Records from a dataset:
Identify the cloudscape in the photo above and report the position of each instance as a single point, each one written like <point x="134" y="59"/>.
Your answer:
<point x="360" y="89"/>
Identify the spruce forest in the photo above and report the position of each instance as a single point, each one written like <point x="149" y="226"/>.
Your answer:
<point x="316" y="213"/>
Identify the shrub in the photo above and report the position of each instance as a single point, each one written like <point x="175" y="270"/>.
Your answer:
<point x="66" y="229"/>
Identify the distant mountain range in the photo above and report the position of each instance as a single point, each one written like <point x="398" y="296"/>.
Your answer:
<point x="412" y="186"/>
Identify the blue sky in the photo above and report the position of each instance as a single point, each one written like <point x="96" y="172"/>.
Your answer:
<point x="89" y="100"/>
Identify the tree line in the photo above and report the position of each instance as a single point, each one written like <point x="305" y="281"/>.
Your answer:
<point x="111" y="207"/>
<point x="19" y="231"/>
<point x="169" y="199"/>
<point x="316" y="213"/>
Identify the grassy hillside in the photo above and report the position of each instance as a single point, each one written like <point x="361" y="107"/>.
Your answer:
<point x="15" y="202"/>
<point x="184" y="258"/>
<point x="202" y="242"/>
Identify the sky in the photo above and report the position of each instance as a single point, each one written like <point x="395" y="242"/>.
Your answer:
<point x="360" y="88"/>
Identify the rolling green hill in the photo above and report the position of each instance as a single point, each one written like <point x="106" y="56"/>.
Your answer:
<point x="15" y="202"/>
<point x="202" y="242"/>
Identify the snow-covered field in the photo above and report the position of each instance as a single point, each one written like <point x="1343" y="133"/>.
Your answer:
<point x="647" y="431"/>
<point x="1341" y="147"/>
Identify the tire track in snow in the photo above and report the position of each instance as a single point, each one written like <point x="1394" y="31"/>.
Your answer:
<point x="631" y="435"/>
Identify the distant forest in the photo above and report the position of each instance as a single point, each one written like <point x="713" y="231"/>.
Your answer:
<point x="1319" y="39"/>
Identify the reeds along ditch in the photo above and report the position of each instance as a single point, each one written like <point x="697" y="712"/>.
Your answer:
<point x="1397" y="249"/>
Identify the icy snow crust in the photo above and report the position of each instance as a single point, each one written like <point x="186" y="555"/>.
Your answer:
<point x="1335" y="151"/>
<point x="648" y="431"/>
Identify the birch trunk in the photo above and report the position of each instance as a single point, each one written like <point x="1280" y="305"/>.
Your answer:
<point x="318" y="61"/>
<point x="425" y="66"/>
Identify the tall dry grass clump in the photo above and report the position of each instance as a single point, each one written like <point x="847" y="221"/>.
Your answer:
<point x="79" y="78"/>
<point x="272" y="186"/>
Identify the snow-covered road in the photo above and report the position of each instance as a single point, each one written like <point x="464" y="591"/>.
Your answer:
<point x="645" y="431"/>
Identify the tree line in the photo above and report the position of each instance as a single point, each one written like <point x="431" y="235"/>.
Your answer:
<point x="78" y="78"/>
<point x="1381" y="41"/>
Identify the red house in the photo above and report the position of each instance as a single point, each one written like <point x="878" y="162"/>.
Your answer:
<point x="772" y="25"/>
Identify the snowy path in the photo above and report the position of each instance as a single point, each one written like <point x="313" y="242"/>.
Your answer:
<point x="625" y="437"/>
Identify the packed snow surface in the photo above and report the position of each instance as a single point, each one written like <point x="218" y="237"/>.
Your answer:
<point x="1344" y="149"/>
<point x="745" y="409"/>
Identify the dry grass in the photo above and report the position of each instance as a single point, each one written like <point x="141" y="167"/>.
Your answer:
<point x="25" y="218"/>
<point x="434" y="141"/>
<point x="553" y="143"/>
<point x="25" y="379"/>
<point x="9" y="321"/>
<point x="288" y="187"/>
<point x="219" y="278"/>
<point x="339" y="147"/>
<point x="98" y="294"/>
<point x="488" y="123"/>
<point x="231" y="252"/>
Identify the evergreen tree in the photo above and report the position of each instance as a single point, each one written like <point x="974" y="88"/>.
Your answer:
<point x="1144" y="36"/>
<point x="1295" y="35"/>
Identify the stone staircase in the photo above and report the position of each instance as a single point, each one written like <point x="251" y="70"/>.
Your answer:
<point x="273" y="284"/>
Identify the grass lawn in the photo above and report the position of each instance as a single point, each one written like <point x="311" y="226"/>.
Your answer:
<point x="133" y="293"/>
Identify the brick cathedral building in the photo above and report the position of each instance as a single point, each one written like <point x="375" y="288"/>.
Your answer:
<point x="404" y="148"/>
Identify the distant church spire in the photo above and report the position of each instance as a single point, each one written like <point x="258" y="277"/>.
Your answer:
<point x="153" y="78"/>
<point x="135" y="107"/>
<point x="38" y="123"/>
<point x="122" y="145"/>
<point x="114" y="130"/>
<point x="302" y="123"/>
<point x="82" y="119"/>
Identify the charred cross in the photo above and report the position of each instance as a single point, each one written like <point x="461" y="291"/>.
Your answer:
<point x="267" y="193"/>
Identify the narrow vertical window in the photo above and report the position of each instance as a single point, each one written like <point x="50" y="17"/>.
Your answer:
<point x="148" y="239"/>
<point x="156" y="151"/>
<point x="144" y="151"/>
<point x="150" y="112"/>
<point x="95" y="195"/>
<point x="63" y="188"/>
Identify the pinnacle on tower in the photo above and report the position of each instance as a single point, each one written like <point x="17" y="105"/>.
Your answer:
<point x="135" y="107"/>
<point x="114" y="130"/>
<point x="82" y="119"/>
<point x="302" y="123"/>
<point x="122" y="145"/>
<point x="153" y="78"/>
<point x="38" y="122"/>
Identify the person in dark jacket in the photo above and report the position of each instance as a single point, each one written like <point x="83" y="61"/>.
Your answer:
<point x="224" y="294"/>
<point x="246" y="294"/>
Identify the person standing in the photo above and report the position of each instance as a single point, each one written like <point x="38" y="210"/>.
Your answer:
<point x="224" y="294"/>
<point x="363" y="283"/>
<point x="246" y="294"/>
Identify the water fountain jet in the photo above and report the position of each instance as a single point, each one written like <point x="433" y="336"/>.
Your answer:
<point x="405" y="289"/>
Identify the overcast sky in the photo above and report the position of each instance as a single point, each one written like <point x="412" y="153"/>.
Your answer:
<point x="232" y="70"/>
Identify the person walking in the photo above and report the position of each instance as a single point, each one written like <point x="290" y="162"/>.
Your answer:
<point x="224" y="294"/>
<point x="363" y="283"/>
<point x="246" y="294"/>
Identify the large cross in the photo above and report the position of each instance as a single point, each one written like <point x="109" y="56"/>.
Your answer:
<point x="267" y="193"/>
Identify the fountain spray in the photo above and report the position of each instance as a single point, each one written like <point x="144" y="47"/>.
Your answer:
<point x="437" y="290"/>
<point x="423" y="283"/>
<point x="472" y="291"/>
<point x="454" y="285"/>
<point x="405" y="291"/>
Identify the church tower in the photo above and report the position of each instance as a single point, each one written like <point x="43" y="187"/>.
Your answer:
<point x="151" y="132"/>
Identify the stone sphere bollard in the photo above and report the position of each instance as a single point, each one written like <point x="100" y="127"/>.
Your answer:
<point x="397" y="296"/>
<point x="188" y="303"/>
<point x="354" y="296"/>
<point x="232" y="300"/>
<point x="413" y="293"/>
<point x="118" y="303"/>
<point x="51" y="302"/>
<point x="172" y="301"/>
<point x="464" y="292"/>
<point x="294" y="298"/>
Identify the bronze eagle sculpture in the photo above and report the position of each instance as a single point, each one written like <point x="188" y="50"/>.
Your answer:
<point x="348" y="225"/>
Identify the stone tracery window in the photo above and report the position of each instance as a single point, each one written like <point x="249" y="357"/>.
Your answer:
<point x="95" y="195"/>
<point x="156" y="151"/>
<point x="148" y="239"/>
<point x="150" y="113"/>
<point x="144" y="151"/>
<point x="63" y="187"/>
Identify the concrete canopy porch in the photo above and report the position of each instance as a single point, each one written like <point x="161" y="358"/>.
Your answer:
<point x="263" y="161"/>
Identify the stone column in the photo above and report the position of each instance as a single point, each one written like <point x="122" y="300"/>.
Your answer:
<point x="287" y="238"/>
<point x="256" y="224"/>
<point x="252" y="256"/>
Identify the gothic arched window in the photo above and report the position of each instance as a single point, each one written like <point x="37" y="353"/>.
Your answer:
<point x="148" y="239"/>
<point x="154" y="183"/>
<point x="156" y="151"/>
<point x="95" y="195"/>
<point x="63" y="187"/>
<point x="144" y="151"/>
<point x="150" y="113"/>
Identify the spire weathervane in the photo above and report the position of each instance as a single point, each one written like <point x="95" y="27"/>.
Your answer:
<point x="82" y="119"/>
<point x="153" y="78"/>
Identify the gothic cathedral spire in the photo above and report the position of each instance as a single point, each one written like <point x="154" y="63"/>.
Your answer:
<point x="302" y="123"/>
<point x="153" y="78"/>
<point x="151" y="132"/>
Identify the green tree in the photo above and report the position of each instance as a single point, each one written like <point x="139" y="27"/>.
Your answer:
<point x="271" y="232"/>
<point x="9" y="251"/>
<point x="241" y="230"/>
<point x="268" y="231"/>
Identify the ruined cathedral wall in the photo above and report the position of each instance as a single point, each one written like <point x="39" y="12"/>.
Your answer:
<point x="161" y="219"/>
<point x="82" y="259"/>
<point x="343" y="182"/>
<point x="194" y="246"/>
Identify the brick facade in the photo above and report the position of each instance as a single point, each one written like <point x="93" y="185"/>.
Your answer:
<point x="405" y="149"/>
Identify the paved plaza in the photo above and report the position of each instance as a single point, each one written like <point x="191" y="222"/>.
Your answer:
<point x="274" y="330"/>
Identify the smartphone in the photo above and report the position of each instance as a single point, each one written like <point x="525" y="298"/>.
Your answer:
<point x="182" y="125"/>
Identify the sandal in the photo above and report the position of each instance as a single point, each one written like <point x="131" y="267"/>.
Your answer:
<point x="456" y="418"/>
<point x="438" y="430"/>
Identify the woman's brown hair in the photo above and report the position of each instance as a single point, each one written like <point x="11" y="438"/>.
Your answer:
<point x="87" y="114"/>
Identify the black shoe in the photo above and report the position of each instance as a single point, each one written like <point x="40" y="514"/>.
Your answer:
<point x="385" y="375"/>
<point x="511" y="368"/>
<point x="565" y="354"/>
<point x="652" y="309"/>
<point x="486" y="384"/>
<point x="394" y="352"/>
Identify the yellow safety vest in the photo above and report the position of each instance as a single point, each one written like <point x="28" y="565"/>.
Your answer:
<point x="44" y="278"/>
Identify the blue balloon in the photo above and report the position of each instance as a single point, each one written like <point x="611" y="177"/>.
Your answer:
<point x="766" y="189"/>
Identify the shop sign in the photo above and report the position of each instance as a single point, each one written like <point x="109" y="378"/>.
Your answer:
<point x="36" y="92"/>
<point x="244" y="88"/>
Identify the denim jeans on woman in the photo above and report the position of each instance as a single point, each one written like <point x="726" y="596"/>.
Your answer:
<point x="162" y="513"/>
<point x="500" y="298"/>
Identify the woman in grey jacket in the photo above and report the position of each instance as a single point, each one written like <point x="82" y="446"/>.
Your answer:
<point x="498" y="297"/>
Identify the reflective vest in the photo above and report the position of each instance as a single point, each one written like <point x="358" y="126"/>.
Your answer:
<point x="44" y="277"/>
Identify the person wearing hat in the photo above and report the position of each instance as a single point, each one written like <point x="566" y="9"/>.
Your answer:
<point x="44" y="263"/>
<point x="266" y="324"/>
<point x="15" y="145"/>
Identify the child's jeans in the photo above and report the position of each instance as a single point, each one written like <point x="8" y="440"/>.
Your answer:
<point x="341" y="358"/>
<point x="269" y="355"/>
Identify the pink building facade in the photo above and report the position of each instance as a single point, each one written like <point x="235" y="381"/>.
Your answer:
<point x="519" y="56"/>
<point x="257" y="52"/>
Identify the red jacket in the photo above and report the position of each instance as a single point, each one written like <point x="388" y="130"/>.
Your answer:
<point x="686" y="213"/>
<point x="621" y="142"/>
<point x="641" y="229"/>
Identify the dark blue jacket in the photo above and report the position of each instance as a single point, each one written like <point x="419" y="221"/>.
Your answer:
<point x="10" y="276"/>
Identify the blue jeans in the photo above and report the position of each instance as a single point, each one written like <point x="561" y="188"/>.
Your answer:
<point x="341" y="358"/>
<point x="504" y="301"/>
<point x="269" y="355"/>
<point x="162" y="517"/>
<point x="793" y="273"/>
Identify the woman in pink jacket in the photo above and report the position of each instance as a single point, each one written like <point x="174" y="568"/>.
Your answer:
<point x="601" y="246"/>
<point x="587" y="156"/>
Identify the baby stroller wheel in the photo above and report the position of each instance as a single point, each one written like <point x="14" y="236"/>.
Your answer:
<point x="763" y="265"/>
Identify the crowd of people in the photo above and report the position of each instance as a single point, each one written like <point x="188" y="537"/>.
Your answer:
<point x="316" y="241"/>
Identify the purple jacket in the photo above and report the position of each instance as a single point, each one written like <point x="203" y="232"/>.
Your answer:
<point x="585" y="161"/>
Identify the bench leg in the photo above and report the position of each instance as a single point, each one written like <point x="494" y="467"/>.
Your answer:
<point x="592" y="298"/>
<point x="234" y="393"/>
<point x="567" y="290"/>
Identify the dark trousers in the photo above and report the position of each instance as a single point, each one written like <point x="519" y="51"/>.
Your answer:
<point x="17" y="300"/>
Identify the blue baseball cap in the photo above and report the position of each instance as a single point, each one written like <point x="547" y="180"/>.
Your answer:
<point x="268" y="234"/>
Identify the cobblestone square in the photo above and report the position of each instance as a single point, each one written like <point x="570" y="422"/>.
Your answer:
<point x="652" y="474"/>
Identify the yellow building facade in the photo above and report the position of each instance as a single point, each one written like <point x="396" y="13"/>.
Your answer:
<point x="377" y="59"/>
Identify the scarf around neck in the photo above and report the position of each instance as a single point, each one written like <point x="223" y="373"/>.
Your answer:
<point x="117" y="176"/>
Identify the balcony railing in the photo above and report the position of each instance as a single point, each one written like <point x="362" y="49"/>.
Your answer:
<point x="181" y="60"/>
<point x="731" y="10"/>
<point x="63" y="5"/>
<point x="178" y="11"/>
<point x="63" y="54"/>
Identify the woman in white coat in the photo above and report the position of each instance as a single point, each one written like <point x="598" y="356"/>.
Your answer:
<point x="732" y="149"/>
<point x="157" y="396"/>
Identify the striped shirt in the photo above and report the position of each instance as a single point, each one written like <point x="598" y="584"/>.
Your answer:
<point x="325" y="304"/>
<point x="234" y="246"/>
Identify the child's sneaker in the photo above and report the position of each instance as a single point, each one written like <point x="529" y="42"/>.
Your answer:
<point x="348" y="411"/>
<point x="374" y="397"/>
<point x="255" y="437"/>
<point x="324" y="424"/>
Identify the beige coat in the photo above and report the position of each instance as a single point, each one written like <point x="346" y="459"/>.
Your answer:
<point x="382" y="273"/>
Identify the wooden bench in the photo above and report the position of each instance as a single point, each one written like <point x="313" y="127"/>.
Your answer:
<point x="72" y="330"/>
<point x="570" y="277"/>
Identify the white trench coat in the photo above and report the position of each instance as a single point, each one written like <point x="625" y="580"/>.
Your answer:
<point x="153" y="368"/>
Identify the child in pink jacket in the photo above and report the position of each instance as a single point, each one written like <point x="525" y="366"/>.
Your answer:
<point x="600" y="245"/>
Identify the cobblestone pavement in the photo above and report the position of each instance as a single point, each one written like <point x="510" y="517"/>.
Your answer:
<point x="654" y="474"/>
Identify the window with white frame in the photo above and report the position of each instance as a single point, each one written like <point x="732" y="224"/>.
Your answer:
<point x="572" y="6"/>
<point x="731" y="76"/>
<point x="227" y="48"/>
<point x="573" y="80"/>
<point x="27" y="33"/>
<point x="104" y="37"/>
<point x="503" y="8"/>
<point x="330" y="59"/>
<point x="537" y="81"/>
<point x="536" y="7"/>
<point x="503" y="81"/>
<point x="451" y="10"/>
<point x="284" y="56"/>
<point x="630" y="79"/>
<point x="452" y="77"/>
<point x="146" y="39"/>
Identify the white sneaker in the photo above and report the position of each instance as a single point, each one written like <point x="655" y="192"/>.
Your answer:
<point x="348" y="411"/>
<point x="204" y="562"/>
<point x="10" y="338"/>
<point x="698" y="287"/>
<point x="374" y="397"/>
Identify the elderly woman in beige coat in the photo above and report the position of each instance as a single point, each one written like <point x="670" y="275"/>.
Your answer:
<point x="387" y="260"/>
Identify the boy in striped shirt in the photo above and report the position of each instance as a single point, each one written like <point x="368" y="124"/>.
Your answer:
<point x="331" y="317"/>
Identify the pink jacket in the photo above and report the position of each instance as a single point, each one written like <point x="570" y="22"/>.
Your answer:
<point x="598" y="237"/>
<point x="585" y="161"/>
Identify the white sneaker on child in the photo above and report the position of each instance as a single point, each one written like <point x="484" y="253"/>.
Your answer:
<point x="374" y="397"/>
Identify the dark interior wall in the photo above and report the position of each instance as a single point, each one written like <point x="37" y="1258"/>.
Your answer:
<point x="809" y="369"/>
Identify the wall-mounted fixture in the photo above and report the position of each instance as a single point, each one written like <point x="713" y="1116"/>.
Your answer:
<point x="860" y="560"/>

## [Task prompt]
Transcribe the records above from the line holding "Identify the sky" down to the line holding "Identify the snow-covered road", inclusive, without adding anything.

## [Reply]
Identify the sky in the photo above and report the position of each instance as a single point, each one written like <point x="395" y="242"/>.
Your answer:
<point x="360" y="88"/>
Identify the rolling green hill in the photo above and report the position of each instance as a single point, each one written like <point x="106" y="56"/>.
Your answer:
<point x="15" y="202"/>
<point x="202" y="242"/>
Identify the snow-covered field in the photo above and report the position of each instance as a single point, each one written like <point x="1343" y="133"/>.
Your answer:
<point x="647" y="431"/>
<point x="1341" y="147"/>
Identify the tire track in snow in the photo above and report the position of each instance as a single point, each one written like <point x="1394" y="31"/>.
Your answer:
<point x="631" y="435"/>
Identify the distant forest in the photo above and report the position of each instance as a single point, each one written like <point x="713" y="231"/>.
Your answer:
<point x="1319" y="39"/>
Identify the reeds along ditch in the photo above and report the position of each instance as a single point, each one written like <point x="697" y="712"/>.
Your answer:
<point x="1397" y="249"/>
Identify the icy snow crust in the photo above and report the position of each instance as a single point, each one written like <point x="186" y="555"/>.
Your answer:
<point x="1335" y="151"/>
<point x="648" y="431"/>
Identify the birch trunk in the photo above and report the position of each instance as a single point, each one written like <point x="1280" y="305"/>.
Your answer:
<point x="318" y="61"/>
<point x="425" y="66"/>
Identify the tall dry grass clump in the photo above and report the position of each instance as a single point, each one written like <point x="847" y="221"/>.
Your answer:
<point x="79" y="78"/>
<point x="272" y="186"/>
Identify the snow-covered road in the photo above and report the position of each instance as a single point, each one written like <point x="464" y="591"/>.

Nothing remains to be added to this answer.